TEXT SEGMENT:
Fortune's sweep-line algorithm computes both in O(n log n). The duality means you get two structures for the price of one.

The Mesh Quality Connection

Delaunay triangulations have the max-min angle property: among all triangulations of a point set, Delaunay maximizes the smallest angle. This makes it the starting point for finite element meshes. Ruppert's refinement algorithm iteratively adds Steiner points to eliminate bad triangles, guaranteeing minimum angle ≥ 20.7° (or configurable threshold).

This matters beyond pure math: any system that discretizes a continuous domain (sensor networks, terrain models, flow simulation) benefits from well-shaped triangles. Poorly-shaped triangles cause numerical instability in interpolation and simulation.

---

IV. Polygon Operations: The Boolean Geometry Engine

The Core Operations

Union, intersection, difference, and symmetric difference of polygons are the foundation of:

Map overlay (land use ∩ flood zones)
CAD/manufacturing (constructive solid geometry)
Geofencing (region combination: "inside A but not B")

THINGS TO DO:
[A] Reproduce word for word the part of the geometry text that runs from "This matters beyond" down to "interpolation and simulation.".
[B] Based on the geometry text, say whether each statement agrees with it: (i) Ruppert's refinement algorithm guarantees a minimum angle of at least 20.7°. (ii) Fortune's sweep-line algorithm computes both structures in O(n²) time. (iii) Poorly-shaped triangles cause numerical instability in interpolation and simulation.
[C] According to the geometry text, which algorithm iteratively adds Steiner points to eliminate bad triangles?

EXTRACTED MATERIAL:
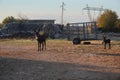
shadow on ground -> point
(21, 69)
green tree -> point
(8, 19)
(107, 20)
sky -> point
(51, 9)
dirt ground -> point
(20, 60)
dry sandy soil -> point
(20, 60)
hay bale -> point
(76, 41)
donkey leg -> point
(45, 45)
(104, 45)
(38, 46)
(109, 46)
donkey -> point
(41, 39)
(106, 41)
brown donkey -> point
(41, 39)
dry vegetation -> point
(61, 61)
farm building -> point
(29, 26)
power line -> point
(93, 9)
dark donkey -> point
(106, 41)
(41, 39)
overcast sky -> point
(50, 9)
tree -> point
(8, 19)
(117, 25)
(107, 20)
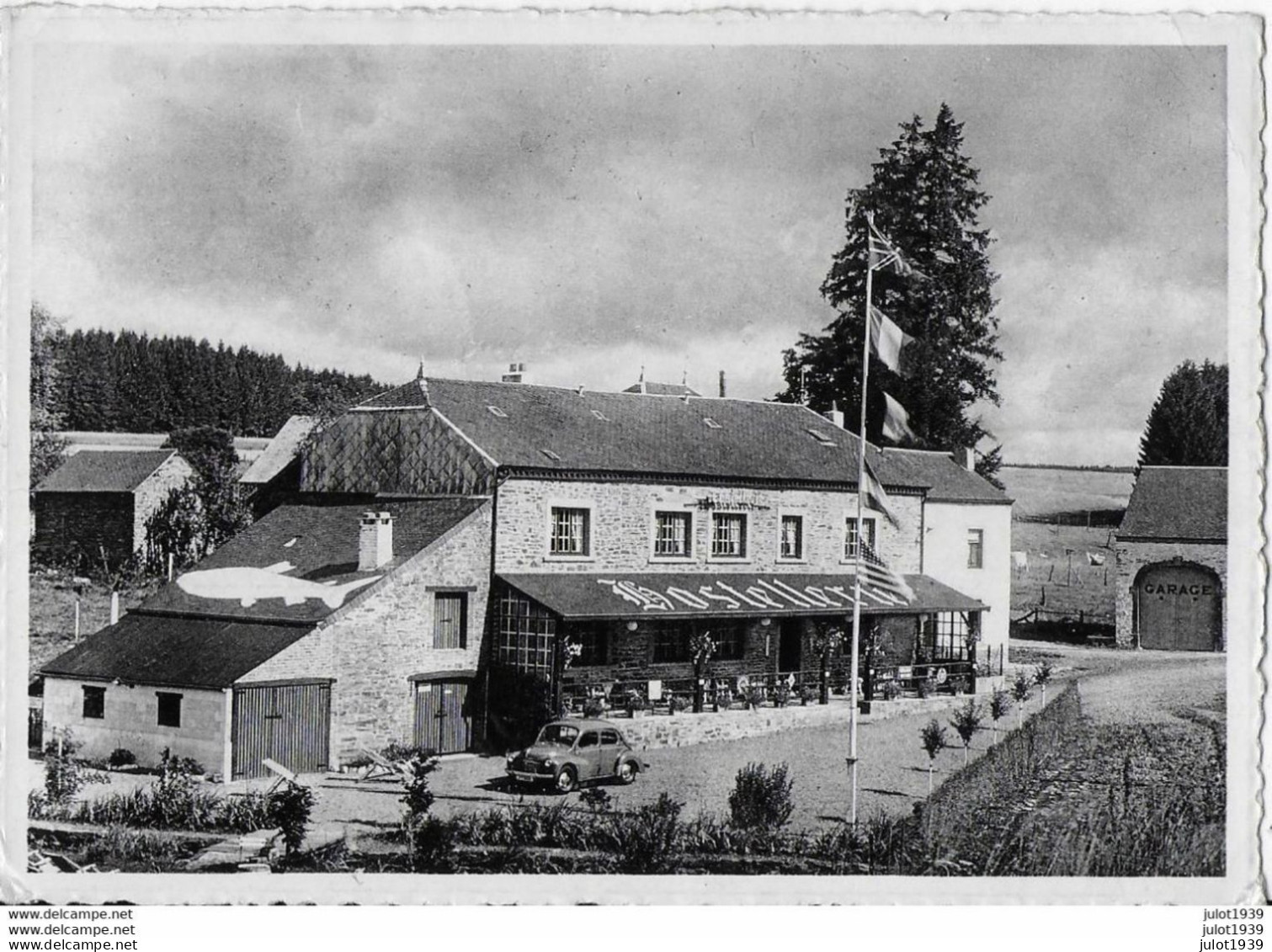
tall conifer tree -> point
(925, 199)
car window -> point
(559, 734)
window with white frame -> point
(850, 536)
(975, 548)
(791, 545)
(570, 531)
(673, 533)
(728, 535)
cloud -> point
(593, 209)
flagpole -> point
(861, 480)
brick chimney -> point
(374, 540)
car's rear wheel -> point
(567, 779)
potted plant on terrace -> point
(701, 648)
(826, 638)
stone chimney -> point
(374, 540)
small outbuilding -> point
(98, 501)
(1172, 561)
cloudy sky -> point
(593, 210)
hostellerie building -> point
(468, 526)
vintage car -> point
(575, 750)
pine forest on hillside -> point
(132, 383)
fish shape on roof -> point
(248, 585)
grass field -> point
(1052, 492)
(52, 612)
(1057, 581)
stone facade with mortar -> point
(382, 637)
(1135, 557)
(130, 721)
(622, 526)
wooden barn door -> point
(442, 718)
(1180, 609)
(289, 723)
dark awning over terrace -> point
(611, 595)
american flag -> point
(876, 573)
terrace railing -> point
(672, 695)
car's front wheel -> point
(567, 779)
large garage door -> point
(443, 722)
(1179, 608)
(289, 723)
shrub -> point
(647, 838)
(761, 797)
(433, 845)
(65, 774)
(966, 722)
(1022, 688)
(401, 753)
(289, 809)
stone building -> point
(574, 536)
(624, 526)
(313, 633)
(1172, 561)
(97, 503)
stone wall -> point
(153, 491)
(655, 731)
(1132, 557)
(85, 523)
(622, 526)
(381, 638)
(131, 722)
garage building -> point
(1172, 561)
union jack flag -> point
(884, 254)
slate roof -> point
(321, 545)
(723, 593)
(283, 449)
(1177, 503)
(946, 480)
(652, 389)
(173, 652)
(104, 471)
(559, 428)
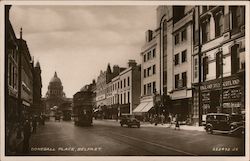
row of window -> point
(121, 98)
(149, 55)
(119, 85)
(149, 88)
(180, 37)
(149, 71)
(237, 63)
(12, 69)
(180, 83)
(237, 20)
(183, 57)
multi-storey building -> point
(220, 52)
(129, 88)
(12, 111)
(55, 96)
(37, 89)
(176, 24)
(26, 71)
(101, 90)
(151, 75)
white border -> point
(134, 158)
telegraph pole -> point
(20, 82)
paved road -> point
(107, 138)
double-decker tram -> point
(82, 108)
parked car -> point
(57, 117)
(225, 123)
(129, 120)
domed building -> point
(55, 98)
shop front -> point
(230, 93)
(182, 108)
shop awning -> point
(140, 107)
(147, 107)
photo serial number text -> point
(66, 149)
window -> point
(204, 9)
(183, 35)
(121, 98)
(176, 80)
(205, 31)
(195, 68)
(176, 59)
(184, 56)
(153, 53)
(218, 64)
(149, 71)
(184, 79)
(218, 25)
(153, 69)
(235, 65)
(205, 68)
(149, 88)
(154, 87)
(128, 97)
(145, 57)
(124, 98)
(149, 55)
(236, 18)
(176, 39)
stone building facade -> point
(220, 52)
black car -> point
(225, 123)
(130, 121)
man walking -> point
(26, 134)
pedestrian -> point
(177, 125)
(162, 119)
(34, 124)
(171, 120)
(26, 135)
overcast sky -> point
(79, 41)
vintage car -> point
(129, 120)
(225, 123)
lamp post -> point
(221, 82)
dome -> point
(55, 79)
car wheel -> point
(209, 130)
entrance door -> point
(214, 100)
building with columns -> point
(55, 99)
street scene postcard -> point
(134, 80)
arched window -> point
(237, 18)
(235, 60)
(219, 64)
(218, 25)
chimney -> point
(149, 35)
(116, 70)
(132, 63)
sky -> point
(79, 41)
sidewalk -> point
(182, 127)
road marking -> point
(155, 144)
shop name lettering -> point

EXPECTED ANSWERS:
[A]
This matters beyond pure math: any system that discretizes a continuous domain (sensor networks, terrain models, flow simulation) benefits from well-shaped triangles. Poorly-shaped triangles cause numerical instability in interpolation and simulation.

[B]
(i) Yes: "guaranteeing minimum angle ≥ 20.7° (or configurable threshold)"
(ii) No: "Fortune's sweep-line algorithm computes both in O(n log n)."
(iii) Yes: "Poorly-shaped triangles cause numerical instability in interpolation and simulation."

[C] Ruppert's refinement algorithm.